§ ABOUT THIS TASK:
Within the entries below, every line containing "facade" is to be copied.
Top of DATA TO USE
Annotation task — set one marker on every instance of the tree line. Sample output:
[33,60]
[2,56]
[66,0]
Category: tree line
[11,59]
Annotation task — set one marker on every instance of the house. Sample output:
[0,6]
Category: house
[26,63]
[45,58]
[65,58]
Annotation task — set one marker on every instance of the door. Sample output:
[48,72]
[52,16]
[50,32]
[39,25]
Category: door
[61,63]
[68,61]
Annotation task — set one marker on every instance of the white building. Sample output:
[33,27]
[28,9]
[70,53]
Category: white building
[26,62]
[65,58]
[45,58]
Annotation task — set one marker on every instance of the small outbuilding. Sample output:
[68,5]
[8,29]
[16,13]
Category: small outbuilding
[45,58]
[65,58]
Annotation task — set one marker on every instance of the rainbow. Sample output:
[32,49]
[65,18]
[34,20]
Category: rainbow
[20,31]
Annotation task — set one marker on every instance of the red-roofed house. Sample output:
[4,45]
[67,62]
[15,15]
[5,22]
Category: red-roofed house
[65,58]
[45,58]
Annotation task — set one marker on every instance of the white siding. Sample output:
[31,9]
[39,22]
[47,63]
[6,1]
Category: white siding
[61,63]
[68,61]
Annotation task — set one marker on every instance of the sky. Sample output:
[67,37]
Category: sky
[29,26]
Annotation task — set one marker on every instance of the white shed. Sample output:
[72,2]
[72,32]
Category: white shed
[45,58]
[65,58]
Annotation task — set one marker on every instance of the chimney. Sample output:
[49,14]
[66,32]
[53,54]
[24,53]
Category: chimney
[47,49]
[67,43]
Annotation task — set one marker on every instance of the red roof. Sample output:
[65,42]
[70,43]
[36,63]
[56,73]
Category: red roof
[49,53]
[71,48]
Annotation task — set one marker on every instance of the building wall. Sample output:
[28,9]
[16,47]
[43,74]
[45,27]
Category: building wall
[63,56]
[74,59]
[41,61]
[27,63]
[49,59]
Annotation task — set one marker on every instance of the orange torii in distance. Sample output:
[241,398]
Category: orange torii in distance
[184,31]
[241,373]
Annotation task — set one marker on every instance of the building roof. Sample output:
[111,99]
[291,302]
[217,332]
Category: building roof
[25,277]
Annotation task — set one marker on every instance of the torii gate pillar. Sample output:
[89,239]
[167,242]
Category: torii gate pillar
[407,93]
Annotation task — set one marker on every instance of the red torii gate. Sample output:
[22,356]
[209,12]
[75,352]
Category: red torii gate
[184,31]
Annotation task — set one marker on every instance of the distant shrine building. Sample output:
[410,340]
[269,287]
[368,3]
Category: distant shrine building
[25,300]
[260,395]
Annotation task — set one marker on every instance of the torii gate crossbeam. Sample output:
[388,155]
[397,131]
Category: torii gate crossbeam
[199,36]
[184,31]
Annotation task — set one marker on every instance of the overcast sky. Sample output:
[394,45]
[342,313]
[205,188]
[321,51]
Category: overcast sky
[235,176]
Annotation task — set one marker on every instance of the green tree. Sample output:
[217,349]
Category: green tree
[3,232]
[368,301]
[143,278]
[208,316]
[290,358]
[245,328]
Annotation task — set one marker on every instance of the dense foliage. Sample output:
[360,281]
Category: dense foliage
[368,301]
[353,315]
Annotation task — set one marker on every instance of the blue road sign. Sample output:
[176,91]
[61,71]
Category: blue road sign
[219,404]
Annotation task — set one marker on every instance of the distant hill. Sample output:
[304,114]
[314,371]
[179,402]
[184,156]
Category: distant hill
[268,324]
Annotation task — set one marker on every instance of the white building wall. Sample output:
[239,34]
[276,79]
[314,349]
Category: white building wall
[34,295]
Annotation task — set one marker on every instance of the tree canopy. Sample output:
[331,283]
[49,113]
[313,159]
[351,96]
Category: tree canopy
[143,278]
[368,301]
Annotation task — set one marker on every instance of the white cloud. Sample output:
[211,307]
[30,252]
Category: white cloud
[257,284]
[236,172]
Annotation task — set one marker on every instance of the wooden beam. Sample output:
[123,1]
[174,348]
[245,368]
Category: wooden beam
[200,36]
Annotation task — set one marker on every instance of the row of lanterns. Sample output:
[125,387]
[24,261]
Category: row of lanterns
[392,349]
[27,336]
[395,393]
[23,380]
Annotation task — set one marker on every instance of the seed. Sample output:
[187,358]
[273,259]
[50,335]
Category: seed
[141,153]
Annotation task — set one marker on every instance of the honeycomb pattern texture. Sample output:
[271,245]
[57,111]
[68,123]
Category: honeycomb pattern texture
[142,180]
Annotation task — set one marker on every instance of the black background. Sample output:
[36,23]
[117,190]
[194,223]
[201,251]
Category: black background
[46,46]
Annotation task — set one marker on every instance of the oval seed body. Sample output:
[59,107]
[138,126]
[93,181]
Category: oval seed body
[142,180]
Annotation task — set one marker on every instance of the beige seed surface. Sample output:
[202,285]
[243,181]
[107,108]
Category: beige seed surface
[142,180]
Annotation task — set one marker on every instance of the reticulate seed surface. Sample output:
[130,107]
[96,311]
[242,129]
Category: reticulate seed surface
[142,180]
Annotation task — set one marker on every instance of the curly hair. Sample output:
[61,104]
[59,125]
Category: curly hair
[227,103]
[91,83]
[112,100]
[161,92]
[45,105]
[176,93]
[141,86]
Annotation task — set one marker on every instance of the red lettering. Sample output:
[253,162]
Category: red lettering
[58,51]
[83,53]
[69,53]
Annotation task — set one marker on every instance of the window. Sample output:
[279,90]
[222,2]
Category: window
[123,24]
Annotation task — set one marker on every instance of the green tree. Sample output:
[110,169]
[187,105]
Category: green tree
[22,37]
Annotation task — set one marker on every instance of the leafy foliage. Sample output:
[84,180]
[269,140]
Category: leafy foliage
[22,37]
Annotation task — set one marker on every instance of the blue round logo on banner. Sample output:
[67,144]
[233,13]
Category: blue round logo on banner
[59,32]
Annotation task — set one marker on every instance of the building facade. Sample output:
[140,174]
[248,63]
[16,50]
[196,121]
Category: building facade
Bottom of DATA TO USE
§ TASK SOLUTION:
Annotation task — set one marker on every instance of the building facade. Sample output:
Category: building facade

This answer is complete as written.